Intensive Herbstfarben, warmes Licht, erster Neuschnee in der Höhe und kaum mehr Touristen unterwegs. Besser hätten die Vorzeichen für unseren Ausflug in die wilde Region Aysén im Süden Chiles nicht sein können.
Ende April machten wir uns mit unserem Freund Eliot aus den USA auf, Nordpatagonien zu erkunden. Zu dritt deckten wir diverse Interessen und Fachkenntnisse ab, u.a. Fotografie, Botanik, Vogelkunde und Geografie. In dieser spektakulären Umgebung, wie Aysén sie bietet, kam jeder voll und ganz auf seine Kosten. San Rafael Patagonien Marmorkathedralen Herbst
Chilenische Region Aysén
Das Gebiet an der mythischen Carretera Austral ist Teil der chilenischen Region Aysén. Letztere ist flächenmässig die drittgrösste Region des Landes, weist aber sowohl absolut wie auch relativ (Einwohner pro km2) die dünnste Besiedlung auf. Statt viele Häuser und Infrastrukturen erwarten uns in Aysén vorwiegend Wälder, Seen, Flüsse, Berge und Steppenlandschaften. Ein Traum für jeden Naturliebhaber! San Rafael Patagonien Marmorkathedralen Herbst
Tor zum Pazifik und zur Welt
Unsere Eintrittspforte in die Region Aysén ist der Flughafen von Balmaceda. Dieser liegt nur wenige Kilometer von der Grenze zu Argentinien entfernt, rund eine Autostunde ausserhalb der Regionshauptstadt Coyhaique. Die Landschaft dort ist leicht hügelig, von Steppenvegetation bedeckt und relativ trocken. In den kommenden rund drei Stunden ändert sich das Bild dann völlig. Wir fahren auf einer gut ausgebauten Strasse westwärts, vorbei an Coyhaique und durch die eindrückliche Schlucht des Rio Simpson, bis wir in das breite Mündungsgebiet des Rio Aysén gelangen. Das ehemalige Tor zum Pazifik – Puerto Aysén – lassen wir aussen vor und fahren direkt nach Puerto Chacabuco.
San Rafael Patagonien
Gleich zwei Seehäfen so nahe beieinander, mag sich der Leser nun fragen, macht das Sinn? Nun, wie es der Name vermuten lässt, war Puerto Aysén tatsächlich einst ein wichtiger Hafen. Via den Fluss Aysén verkehrten die Schiffe zwischen der Kleinstadt und dem Meer. Mitte des 20. Jahrhunderts jedoch führten vermehrte Geschiebetransporte zur einer Verklausung des Flusses, wodurch er für die grossen Schiffe unpassierbar wurde. Damit war Puerto Aysén nicht mehr ausreichend an das Meer angebunden. Es musste eine neue Hafenanlage gebaut werden, direkt am Ufer des Aysén-Fjords, im heutigen Puerto Chacabuco.

AUFGABENSTELLUNG:
a – Welchen Rang nimmt die Region Aysén laut dem Lesetext flächenmässig unter den Regionen Chiles ein?
b – Setzen Sie den Lesetext über die Reise durch die Region Aysén im Anschluss an seinen letzten Satz fort.
Die nachstehenden Datensätze stehen in keinem Zusammenhang mit dem Lesetext.

VORLIEGENDE DATENSÄTZE:

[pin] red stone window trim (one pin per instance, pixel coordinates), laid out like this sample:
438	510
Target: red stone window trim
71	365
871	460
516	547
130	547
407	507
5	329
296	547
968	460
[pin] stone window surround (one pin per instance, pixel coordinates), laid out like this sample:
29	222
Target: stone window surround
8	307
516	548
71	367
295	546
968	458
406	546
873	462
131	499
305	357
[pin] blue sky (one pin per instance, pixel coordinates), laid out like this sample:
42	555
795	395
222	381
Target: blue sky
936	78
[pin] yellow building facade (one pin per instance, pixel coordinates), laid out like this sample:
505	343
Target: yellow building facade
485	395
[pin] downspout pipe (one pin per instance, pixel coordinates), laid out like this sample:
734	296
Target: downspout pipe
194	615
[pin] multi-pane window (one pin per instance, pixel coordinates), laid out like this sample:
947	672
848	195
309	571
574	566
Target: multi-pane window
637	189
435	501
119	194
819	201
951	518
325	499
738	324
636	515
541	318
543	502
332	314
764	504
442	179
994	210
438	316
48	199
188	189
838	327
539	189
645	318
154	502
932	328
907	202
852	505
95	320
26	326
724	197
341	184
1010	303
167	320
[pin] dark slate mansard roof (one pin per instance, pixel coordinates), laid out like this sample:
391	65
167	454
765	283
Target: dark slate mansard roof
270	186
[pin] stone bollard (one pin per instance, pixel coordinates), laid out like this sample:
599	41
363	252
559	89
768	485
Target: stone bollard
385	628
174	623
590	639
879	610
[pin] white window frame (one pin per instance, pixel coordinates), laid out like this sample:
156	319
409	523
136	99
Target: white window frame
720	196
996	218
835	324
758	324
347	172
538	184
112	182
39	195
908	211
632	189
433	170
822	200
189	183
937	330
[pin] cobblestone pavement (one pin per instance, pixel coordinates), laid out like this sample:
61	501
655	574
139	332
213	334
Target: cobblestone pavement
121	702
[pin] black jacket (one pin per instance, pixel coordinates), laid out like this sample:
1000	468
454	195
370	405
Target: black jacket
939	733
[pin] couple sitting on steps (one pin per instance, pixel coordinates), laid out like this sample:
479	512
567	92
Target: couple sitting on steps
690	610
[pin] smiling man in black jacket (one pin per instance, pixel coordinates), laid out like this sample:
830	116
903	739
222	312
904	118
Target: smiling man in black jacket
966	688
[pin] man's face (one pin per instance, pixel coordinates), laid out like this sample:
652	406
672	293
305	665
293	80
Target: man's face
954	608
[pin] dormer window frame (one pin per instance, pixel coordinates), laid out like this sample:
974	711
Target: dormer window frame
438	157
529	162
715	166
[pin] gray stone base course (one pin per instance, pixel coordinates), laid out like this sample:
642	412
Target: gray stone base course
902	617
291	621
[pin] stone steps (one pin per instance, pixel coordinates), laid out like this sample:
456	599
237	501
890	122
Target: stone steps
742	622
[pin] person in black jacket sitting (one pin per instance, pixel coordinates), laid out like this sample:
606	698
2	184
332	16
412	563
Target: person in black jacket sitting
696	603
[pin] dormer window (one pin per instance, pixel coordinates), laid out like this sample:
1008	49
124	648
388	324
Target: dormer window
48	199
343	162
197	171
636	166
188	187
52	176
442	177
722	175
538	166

ANTWORTEN JE AUFGABE:
a – Sie ist flächenmässig die drittgrösste Region des Landes.

b –
Bootsausflug zur Laguna San Rafael
Am zweiten Tag unserer Reise steht ein aufregender Bootsausflug auf dem Programm. Wir fahren zur Laguna San Rafael, die sich im gleichnamigen Nationalpark befindet. Der Gletscher San Rafael ist eine von mehr als 20 Eiszungen, die vom Nördlichen Patagonischen Eisfeld her talwärts fliessen. Den ganzen Tag über jagt ein Höhepunkt den anderen. Die Menschenleere; die endlosen, tiefgrünen Wälder; die Berge, die steil aus den Fjorden ragen; die kalte, frische Luft und dann natürlich die Laguna San Rafael selbst und der kalbernde Gletscher. Die intensiven und diversen Blautöne von Wasser und Eis sind schlicht unbeschreiblich. Im Wasser schwimmen Eisberge, darauf ruhen sich nicht selten Seeleoparden aus. An Land reihen sich kleinere Eisblöcke wie Perlen aneinander. Wir fühlen uns in einer anderen Welt.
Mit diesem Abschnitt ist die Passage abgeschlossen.